Texto de leitura:

Divulgação do inquérito expôs divergências entre órgãos envolvidos na investigação, cujo futuro ainda será decidido pelo STF - Getty Images
Divulgação do inquérito expôs divergências entre órgãos envolvidos na investigação, cujo futuro ainda será decidido pelo STF Imagem: Getty Images

Matheus Magenta e Mariana Schreiber

Da BBC News Brasil, em Londres e em Brasília

08/06/2021 17h27Atualizada em 08/06/2021 21h01

Investigações da Polícia Federal (PF) e da Procuradoria-Geral da República (PGR) sobre atos antidemocráticos apontaram que 12 canais no YouTube de apoiadores do presidente Jair Bolsonaro receberam cerca de US$ 1,1 milhão em monetização dos vídeos. O valor, que vai de junho de 2018 a maio de 2020, corresponde a cerca de R$ 4,2 milhões em valores convertidos com o câmbio médio da época.

Material fornecido:
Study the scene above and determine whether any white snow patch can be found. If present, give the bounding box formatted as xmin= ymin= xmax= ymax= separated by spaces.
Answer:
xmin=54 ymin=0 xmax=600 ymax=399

Tarefa proposta 1: Reescreva de forma mais concisa o parágrafo da reportagem que começa com "Investigações da Polícia Federal", preservando seus fatos principais.
Tarefa proposta 2: Transcreva fielmente o trecho da reportagem compreendido entre "Investigações da Polícia" e "médio da época.", inclusive.
As linhas não desempenham nenhum papel nesta atividade.

Resposta completa 1: Segundo investigações da PF e da PGR sobre atos antidemocráticos, 12 canais no YouTube de apoiadores do presidente Jair Bolsonaro receberam cerca de US$ 1,1 milhão em monetização de vídeos entre junho de 2018 e maio de 2020, o equivalente a aproximadamente R$ 4,2 milhões pelo câmbio médio da época.

Resposta completa 2:
Investigações da Polícia Federal (PF) e da Procuradoria-Geral da República (PGR) sobre atos antidemocráticos apontaram que 12 canais no YouTube de apoiadores do presidente Jair Bolsonaro receberam cerca de US$ 1,1 milhão em monetização dos vídeos. O valor, que vai de junho de 2018 a maio de 2020, corresponde a cerca de R$ 4,2 milhões em valores convertidos com o câmbio médio da época.